══ Task inputs ══

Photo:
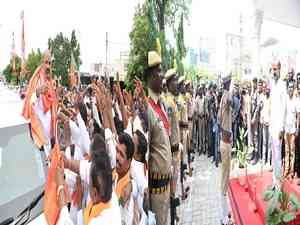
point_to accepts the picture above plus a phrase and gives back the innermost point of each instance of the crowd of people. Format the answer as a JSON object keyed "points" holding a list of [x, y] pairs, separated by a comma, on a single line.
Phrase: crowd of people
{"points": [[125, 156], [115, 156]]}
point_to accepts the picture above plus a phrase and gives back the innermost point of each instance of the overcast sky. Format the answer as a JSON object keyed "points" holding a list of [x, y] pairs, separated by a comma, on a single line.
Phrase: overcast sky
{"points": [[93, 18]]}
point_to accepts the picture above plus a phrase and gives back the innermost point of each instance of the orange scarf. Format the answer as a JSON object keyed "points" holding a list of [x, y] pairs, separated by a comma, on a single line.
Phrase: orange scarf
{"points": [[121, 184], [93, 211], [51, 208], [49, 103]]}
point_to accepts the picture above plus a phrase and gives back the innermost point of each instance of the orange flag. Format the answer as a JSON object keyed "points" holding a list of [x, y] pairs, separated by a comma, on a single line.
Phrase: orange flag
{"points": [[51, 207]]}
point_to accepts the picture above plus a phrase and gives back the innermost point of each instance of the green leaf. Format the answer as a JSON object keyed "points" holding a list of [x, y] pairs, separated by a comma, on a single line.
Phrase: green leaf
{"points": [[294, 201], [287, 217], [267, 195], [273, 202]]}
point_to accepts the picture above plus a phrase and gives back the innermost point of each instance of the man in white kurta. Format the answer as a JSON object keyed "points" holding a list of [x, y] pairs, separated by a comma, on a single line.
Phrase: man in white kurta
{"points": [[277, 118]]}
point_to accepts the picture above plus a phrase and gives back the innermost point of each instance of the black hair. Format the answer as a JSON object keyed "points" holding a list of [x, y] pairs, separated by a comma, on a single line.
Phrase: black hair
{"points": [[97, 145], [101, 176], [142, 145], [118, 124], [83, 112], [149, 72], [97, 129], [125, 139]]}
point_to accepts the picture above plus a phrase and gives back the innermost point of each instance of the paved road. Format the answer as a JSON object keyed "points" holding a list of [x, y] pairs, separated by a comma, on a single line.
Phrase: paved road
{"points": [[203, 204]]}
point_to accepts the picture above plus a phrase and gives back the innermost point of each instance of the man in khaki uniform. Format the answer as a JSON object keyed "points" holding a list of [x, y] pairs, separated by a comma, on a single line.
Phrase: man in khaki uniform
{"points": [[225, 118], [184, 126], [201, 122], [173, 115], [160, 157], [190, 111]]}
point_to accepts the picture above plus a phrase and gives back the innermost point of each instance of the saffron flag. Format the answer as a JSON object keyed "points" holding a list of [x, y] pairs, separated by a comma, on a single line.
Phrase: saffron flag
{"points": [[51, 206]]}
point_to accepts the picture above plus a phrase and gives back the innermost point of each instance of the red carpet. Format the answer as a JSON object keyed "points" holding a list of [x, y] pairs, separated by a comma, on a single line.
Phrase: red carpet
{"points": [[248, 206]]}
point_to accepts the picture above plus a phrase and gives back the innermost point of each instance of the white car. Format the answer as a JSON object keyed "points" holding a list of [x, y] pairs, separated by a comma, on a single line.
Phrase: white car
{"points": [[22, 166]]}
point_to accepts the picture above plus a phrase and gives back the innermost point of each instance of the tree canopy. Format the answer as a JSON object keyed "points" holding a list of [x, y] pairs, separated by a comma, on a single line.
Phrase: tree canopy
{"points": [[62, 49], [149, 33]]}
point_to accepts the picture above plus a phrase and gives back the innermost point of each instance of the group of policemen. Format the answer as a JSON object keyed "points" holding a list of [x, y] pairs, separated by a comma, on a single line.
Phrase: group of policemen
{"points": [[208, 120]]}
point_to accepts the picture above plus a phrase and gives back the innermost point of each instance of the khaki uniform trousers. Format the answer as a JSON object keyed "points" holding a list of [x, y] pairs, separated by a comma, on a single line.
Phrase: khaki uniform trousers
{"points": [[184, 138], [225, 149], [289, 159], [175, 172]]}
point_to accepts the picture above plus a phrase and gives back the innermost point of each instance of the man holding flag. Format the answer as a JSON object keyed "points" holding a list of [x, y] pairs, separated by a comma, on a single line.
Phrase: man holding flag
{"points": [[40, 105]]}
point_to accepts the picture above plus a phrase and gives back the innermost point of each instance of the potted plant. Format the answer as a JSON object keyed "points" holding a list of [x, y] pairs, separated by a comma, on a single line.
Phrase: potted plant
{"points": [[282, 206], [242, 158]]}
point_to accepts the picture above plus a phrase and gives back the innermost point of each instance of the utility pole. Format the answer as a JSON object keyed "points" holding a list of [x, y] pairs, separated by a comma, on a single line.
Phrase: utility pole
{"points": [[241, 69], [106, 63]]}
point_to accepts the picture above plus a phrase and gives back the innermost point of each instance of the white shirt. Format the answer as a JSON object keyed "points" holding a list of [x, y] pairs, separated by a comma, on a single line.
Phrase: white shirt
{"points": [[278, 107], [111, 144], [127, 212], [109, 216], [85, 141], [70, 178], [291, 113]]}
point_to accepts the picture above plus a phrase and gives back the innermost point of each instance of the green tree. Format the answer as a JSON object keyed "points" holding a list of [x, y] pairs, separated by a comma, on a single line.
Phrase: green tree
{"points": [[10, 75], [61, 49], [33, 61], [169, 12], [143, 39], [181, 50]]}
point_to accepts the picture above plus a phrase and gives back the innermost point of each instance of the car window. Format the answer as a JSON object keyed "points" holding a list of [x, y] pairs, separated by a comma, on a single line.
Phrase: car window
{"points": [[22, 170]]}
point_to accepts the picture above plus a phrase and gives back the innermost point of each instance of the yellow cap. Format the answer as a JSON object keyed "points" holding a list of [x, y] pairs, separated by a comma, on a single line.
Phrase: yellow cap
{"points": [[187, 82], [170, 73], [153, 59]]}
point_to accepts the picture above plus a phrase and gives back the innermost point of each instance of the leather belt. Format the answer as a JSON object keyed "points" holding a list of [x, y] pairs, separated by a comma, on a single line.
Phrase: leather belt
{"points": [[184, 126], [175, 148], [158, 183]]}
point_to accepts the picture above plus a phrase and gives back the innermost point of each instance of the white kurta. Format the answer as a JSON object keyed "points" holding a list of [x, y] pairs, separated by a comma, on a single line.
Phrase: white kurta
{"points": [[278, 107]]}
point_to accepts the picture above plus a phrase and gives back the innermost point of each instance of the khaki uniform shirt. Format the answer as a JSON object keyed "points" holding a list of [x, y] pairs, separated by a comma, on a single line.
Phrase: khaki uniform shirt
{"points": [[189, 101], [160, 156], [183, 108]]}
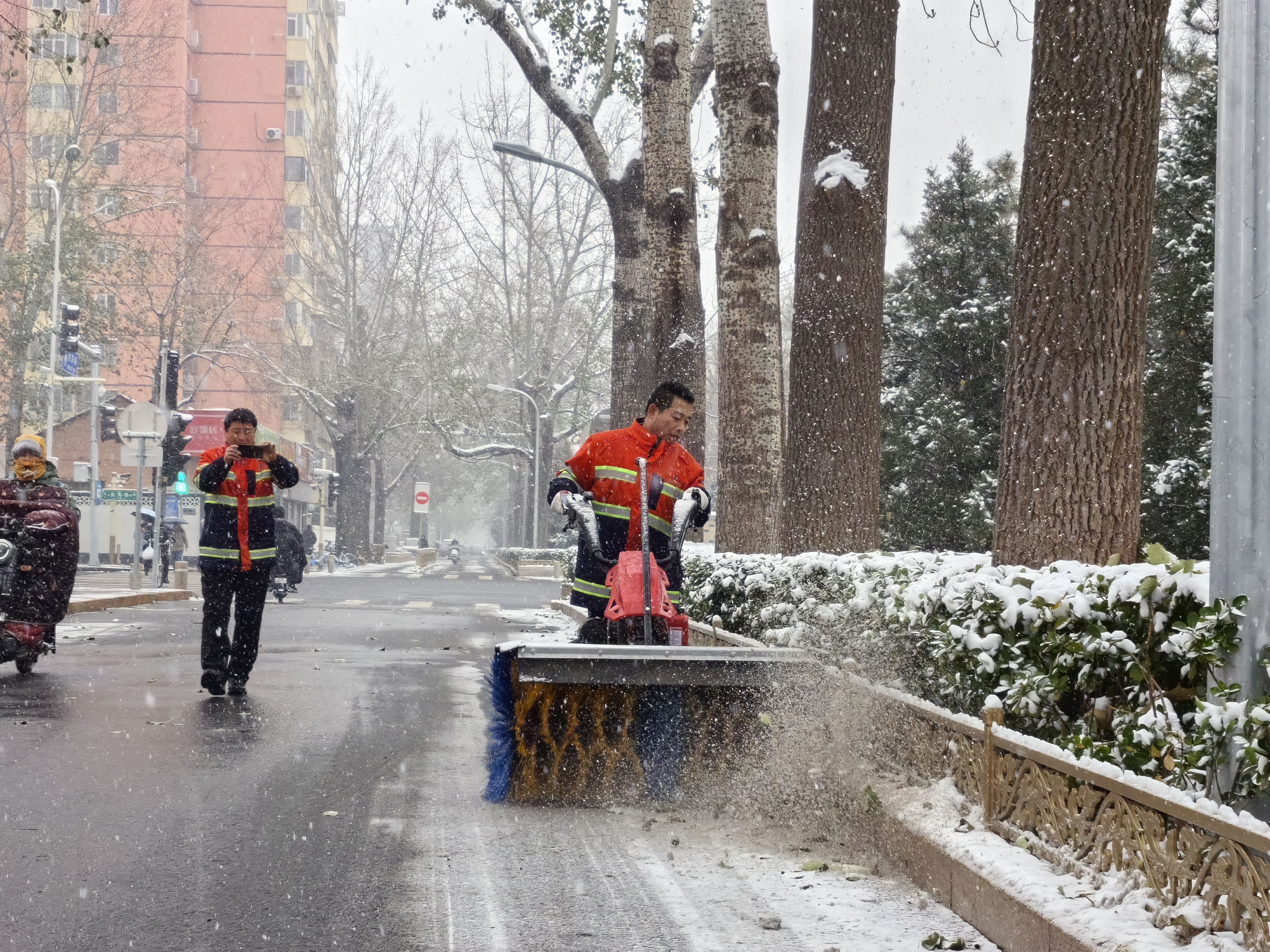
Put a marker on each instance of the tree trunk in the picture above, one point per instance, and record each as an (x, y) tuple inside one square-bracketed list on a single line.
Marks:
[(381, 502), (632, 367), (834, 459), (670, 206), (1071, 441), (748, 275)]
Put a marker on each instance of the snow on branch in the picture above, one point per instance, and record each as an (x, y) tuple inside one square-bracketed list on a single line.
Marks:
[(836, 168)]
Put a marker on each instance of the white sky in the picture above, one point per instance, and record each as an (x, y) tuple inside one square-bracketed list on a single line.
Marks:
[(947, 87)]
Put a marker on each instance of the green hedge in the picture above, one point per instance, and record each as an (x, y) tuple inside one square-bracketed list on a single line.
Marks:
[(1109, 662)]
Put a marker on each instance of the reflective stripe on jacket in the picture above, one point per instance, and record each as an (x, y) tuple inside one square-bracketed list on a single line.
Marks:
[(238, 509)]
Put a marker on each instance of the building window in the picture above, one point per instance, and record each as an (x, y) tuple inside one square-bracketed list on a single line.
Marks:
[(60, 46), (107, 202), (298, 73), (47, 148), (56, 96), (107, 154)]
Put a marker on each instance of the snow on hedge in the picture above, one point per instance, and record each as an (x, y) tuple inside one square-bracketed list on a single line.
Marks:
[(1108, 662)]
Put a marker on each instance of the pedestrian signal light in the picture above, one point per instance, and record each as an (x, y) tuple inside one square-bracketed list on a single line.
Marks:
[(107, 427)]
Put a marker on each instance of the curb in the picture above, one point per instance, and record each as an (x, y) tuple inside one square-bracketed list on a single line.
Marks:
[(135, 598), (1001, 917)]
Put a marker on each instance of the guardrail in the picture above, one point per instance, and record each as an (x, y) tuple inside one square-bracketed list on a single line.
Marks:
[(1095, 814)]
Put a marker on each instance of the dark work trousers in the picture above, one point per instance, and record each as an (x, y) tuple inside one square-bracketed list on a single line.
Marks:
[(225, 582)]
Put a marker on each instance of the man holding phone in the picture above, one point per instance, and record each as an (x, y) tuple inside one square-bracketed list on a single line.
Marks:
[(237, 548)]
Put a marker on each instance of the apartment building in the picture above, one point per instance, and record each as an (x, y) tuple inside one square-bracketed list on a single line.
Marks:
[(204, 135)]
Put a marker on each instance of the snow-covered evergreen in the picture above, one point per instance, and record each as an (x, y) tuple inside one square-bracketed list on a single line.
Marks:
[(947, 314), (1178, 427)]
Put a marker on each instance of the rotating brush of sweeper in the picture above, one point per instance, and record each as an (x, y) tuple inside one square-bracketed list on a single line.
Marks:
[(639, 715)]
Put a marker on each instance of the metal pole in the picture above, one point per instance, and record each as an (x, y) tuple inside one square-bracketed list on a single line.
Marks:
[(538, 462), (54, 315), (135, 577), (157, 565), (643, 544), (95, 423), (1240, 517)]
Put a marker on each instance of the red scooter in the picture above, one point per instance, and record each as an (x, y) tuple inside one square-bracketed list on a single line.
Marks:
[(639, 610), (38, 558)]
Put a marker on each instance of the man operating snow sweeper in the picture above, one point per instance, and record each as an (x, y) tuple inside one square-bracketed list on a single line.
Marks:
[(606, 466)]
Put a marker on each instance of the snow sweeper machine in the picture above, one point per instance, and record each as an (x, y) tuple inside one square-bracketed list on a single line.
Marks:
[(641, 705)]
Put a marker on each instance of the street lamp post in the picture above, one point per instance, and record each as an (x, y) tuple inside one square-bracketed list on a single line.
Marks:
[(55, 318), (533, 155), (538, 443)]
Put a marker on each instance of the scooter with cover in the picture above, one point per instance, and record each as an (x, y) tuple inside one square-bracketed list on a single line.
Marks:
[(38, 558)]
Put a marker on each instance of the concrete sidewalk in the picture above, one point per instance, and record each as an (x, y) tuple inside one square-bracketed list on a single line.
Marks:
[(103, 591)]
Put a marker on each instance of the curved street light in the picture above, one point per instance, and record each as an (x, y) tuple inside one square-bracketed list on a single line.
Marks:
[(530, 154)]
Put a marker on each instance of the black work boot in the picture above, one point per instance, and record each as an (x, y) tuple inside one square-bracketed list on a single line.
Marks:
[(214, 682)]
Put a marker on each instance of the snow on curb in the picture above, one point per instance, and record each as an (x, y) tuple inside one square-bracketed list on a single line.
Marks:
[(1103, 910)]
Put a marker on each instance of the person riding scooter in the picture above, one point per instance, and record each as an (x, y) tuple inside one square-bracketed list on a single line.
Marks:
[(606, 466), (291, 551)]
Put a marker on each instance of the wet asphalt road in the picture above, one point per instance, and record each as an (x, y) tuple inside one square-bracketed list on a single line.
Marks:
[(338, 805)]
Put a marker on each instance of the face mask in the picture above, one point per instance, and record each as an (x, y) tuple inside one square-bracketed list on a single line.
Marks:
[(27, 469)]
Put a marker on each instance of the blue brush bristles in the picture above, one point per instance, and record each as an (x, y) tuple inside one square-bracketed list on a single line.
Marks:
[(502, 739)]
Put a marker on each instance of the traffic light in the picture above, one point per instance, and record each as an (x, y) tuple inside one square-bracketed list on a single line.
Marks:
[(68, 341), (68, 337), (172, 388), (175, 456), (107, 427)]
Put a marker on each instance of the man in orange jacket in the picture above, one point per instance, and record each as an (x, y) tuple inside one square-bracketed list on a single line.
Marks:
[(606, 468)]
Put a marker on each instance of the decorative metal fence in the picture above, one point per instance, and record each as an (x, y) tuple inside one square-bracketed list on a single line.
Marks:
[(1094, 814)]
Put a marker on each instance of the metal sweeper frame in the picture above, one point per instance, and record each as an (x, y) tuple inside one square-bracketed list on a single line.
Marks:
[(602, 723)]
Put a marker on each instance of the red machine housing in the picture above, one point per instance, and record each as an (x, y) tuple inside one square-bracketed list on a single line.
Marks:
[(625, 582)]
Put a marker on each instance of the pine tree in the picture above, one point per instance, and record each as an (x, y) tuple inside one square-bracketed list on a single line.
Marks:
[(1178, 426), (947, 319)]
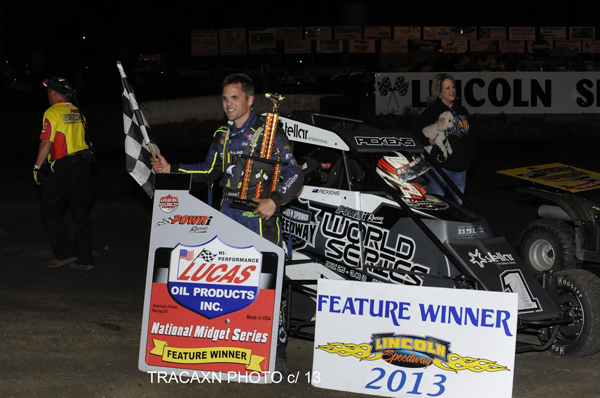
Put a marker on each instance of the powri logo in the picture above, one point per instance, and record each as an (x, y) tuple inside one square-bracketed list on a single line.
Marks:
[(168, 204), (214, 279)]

═══

| The exercise |
Begin at the line of the material that contains "Put a marker on each instance of the person" and stop after the line that contains "[(27, 469)]". Write out every line in that span, raising each coordinate in the answers by 53 and leaving all other text unchanged.

| Answer for the task |
Put a marker on each instance of the person riding scooter in the picture above, one point per instance, and record each as an (x, y) tuple inside one square-bracketed list on a single line.
Marks:
[(659, 519), (344, 604)]
Put a marker on each instance of the wet asphalt road in the picture above, one point per instance, and record each as an (x, y) tuple inside one square-bracketed list on a single line.
Marks:
[(391, 858)]
Put a marker on each instance of the face mask in the picture above, one point per instance, and record each as an (x, y) tuple inside one square-bracketed list on a single line.
Marks:
[(80, 522)]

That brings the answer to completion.